◆ Work to complete ◆
Format the material below as a numbered list with one line per item, and leave out any blank lines.

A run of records
↓

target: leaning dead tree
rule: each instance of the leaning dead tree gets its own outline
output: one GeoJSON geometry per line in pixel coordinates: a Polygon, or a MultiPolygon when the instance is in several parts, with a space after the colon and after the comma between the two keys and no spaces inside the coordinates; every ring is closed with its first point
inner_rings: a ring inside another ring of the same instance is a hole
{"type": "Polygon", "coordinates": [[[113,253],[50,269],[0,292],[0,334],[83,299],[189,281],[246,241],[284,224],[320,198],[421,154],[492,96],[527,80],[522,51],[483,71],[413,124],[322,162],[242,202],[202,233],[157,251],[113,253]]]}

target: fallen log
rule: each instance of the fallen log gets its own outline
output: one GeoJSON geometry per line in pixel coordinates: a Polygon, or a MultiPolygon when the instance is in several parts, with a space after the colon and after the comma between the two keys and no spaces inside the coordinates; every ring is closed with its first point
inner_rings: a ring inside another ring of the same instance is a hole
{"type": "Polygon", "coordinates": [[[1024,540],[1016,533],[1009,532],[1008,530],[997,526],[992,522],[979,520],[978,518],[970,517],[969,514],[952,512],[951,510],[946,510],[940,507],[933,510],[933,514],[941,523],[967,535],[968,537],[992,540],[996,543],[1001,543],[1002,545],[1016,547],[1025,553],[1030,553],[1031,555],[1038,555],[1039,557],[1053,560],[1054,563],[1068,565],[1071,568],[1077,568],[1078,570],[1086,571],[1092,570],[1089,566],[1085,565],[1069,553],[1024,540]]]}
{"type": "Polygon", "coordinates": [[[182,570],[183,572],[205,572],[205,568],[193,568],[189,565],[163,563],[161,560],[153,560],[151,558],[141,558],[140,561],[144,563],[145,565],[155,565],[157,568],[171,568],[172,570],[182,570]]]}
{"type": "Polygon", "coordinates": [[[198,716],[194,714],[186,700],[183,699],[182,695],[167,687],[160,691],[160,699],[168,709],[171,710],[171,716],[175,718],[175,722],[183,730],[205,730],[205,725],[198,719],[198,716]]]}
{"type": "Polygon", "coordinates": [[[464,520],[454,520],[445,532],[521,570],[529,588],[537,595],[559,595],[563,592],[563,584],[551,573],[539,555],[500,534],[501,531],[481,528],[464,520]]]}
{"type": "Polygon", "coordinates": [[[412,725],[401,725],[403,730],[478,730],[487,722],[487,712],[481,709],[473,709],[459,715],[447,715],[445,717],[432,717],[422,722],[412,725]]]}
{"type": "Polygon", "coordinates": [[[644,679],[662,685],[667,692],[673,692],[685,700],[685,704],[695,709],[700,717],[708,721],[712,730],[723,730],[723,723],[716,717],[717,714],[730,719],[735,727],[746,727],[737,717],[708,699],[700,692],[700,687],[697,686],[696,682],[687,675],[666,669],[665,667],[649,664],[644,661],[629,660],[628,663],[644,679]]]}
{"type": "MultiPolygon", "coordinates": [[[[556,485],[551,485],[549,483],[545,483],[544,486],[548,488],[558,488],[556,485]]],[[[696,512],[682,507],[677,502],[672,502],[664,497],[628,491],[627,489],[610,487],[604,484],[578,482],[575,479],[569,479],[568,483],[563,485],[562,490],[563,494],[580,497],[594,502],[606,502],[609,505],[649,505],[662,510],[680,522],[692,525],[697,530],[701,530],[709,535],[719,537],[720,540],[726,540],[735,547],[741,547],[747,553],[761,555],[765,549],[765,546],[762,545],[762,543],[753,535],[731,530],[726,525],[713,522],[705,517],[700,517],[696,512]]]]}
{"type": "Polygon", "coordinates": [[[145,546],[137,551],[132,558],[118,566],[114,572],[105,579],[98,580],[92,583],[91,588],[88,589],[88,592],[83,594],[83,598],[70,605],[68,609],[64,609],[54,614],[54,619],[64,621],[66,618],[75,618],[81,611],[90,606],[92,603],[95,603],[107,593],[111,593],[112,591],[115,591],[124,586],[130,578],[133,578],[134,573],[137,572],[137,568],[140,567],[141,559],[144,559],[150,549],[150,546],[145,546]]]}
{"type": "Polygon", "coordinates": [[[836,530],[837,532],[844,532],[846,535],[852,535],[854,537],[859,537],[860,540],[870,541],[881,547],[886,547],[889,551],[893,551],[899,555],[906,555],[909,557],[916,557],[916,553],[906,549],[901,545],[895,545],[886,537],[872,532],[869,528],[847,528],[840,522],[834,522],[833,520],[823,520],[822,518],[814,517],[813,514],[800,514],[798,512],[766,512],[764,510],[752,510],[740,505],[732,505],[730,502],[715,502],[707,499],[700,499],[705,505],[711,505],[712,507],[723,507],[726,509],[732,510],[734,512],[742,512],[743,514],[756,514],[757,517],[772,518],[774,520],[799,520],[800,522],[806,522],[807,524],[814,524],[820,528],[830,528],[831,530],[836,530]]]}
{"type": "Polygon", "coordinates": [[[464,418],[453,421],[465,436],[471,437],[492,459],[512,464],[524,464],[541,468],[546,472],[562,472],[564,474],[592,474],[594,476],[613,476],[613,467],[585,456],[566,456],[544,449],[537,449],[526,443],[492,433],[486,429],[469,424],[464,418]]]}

↑

◆ Answer for this exercise ◆
1. target: leaning dead tree
2. rule: each instance of the leaning dead tree gets its own outline
3. output: one GeoJSON geometry per line in pixel coordinates: a Polygon, or a MultiPolygon when the instance is in several parts, with a space after the colon and after the comma between the two keys and no spaces inside the coordinates; every ring is closed with its first point
4. inner_rings: a ring inside another ring of the same instance is a hole
5. {"type": "Polygon", "coordinates": [[[113,253],[50,269],[0,292],[0,334],[83,299],[189,281],[246,241],[284,224],[320,198],[421,154],[492,96],[527,80],[522,51],[483,71],[413,124],[322,162],[242,202],[202,233],[157,251],[113,253]]]}
6. target: fallen log
7. rule: each instance of the fallen log gets its own outline
8. output: one GeoJSON geometry per line in pixel coordinates: a Polygon, or a MultiPolygon when the instance is in several parts, with a space after the colon and after the comma between the two keys and no spaces inside the coordinates; every ring is closed with its first point
9. inner_rings: a ring inside another ring of the same instance is a hole
10. {"type": "Polygon", "coordinates": [[[1024,540],[1016,533],[1009,532],[1008,530],[997,526],[992,522],[979,520],[978,518],[970,517],[969,514],[952,512],[951,510],[946,510],[940,507],[933,510],[933,514],[941,523],[967,535],[968,537],[992,540],[996,543],[1001,543],[1002,545],[1016,547],[1025,553],[1030,553],[1031,555],[1038,555],[1039,557],[1053,560],[1054,563],[1068,565],[1071,568],[1077,568],[1078,570],[1086,571],[1092,570],[1089,566],[1085,565],[1069,553],[1024,540]]]}
11. {"type": "Polygon", "coordinates": [[[182,570],[183,572],[205,572],[205,568],[193,568],[189,565],[163,563],[161,560],[153,560],[151,558],[141,558],[140,561],[144,563],[145,565],[155,565],[157,568],[171,568],[172,570],[182,570]]]}
12. {"type": "Polygon", "coordinates": [[[198,716],[194,714],[186,700],[183,699],[182,695],[167,687],[160,691],[160,699],[168,709],[171,710],[171,716],[175,718],[175,722],[183,730],[205,730],[205,725],[198,719],[198,716]]]}
13. {"type": "Polygon", "coordinates": [[[464,520],[454,520],[445,532],[521,570],[529,588],[537,595],[559,595],[563,592],[563,584],[551,573],[539,555],[500,534],[501,531],[481,528],[464,520]]]}
14. {"type": "Polygon", "coordinates": [[[412,725],[401,725],[403,730],[478,730],[487,722],[487,712],[481,709],[473,709],[459,715],[447,715],[445,717],[432,717],[422,722],[412,725]]]}
15. {"type": "Polygon", "coordinates": [[[644,679],[662,685],[667,692],[673,692],[685,700],[685,704],[695,709],[700,717],[708,721],[712,730],[723,730],[723,723],[716,717],[717,714],[730,719],[735,727],[746,727],[737,717],[708,699],[700,692],[700,687],[697,686],[696,682],[687,675],[666,669],[665,667],[649,664],[644,661],[629,660],[628,663],[644,679]]]}
16. {"type": "MultiPolygon", "coordinates": [[[[556,485],[551,485],[549,483],[545,483],[544,486],[548,488],[558,488],[556,485]]],[[[696,512],[682,507],[677,502],[672,502],[664,497],[628,491],[627,489],[610,487],[604,484],[578,482],[575,479],[569,479],[568,483],[563,485],[562,490],[563,494],[580,497],[594,502],[606,502],[609,505],[649,505],[662,510],[680,522],[692,525],[697,530],[701,530],[709,535],[719,537],[720,540],[726,540],[735,547],[741,547],[747,553],[761,555],[765,549],[765,546],[762,545],[762,543],[753,535],[731,530],[726,525],[713,522],[705,517],[700,517],[696,512]]]]}
17. {"type": "Polygon", "coordinates": [[[145,546],[137,551],[132,558],[118,566],[114,572],[105,579],[98,580],[92,583],[91,588],[88,589],[88,592],[83,594],[83,598],[70,605],[68,609],[64,609],[54,614],[54,619],[64,621],[66,618],[75,618],[81,611],[90,606],[92,603],[95,603],[107,593],[111,593],[112,591],[115,591],[124,586],[130,578],[133,578],[134,573],[137,572],[137,568],[140,567],[141,559],[144,559],[150,549],[150,546],[145,546]]]}
18. {"type": "Polygon", "coordinates": [[[836,530],[837,532],[844,532],[846,535],[852,535],[854,537],[859,537],[860,540],[870,541],[881,547],[886,547],[889,551],[893,551],[899,555],[906,555],[909,557],[916,557],[916,553],[906,549],[901,545],[895,545],[886,537],[872,532],[869,528],[847,528],[840,522],[834,522],[833,520],[823,520],[822,518],[814,517],[813,514],[800,514],[798,512],[766,512],[764,510],[752,510],[740,505],[732,505],[730,502],[715,502],[707,499],[700,499],[705,505],[711,505],[712,507],[723,507],[726,509],[732,510],[734,512],[742,512],[743,514],[756,514],[757,517],[772,518],[774,520],[799,520],[800,522],[806,522],[807,524],[814,524],[820,528],[830,528],[831,530],[836,530]]]}
19. {"type": "Polygon", "coordinates": [[[464,418],[453,421],[465,436],[471,437],[492,459],[512,464],[524,464],[541,468],[546,472],[562,472],[564,474],[592,474],[594,476],[613,476],[613,467],[585,456],[566,456],[544,449],[537,449],[526,443],[492,433],[486,429],[469,424],[464,418]]]}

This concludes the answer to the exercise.